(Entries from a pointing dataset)
◇ ◇ ◇ ◇

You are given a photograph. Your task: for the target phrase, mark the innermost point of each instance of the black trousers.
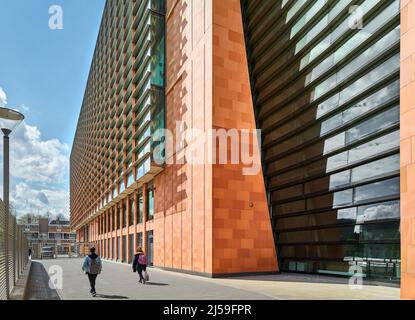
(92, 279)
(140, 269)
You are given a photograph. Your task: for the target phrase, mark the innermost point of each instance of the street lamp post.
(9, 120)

◇ ◇ ◇ ◇

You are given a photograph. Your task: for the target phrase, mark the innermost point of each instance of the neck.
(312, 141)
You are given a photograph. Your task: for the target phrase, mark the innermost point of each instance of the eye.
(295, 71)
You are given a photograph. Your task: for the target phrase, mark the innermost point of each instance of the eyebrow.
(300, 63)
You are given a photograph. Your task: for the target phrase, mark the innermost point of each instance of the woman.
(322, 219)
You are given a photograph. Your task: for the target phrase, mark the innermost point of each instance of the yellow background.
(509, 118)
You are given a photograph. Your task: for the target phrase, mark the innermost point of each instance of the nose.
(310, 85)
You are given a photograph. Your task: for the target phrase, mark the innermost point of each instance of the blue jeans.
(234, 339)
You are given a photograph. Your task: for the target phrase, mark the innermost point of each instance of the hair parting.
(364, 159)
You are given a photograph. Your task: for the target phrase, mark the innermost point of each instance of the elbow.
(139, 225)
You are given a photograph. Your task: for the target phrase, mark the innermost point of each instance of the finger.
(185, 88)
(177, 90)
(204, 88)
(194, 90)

◇ ◇ ◇ ◇

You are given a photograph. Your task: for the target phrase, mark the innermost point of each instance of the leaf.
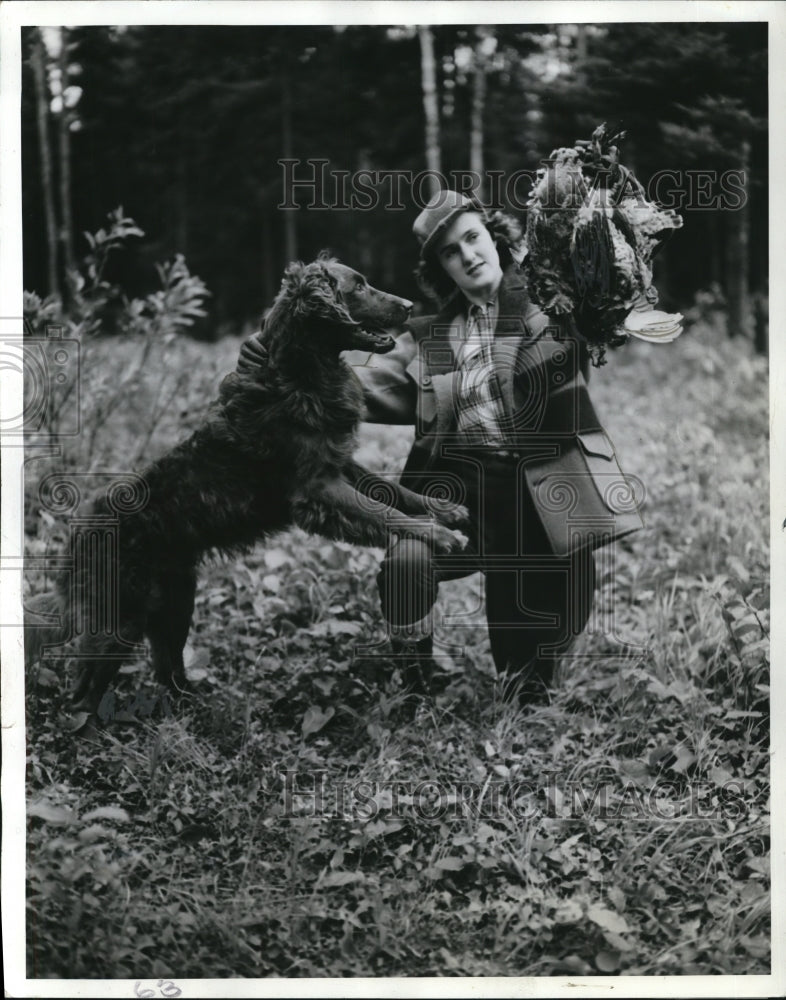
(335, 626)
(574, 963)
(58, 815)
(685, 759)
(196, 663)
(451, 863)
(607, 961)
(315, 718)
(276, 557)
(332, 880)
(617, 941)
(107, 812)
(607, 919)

◇ ◇ ◇ ◇

**PROBLEM TO SOLVE:**
Which lines in the rows above contain the word "parting"? Copy each of them in full.

**RESULT OF THIS EXERCISE:**
You are given a photograph. Your task: for the target phrase, mark the innermost point of each instance of the hair parting.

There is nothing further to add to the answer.